======== Text segment

“Happiness is contagious.” This missive, which is one of the many kernels of wisdom I jotted down at SXSW, stands out as I pour through my notes and reflect on the powerful, transformative experience I just had in Austin. The quote was about workplace happiness, but I saw it play out all around me and felt it myself at this mega-conference. Did you know when we smile—or see someone else smile—our bodies dump happiness-inducing chemicals right into our bloodstream? I learned that through and through at South By.
Over the past six days, I found myself in a joyful state of openness spurred by learning, great conversation, and thousands of smiles. Sure I was dead tired and my body forced a retreat to my room by 10 pm on Tuesday, when what my head and heart wanted most was a ride on a karaoke-equipped RV cruising the streets of downtown Austin. Nevertheless, I didn’t sink with the regret of experiences missed. My cup runneth over and I am content and in platonic love with many new and old friends. I’m happy and ready to spread the happiness.

================
======== Entries provided

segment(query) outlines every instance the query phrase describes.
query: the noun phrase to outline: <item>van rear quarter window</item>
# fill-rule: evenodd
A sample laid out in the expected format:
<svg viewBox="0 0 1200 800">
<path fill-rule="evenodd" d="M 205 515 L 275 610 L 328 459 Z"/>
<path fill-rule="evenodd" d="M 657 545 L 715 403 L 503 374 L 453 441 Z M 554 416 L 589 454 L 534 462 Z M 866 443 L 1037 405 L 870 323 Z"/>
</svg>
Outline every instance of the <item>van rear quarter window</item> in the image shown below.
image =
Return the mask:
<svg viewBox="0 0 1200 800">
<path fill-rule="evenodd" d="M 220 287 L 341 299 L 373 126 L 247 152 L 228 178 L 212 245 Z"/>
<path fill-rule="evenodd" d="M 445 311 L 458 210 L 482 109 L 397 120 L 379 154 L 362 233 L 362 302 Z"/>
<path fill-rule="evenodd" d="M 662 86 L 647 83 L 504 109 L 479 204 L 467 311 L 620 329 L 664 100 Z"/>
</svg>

================

Condense the paragraph of the SXSW reflection that begins "Over the past six days" into a short bulleted list that keeps its main facts.

- For six days, I was joyfully open, spurred by learning, great conversation, and thousands of smiles.
- I was exhausted, and by 10 pm on Tuesday my body forced me back to my room, though I wanted to ride a karaoke-equipped RV through downtown Austin.
- I don't regret the experiences I missed.
- I'm content and in platonic love with many new and old friends.
- I'm happy and ready to spread that happiness.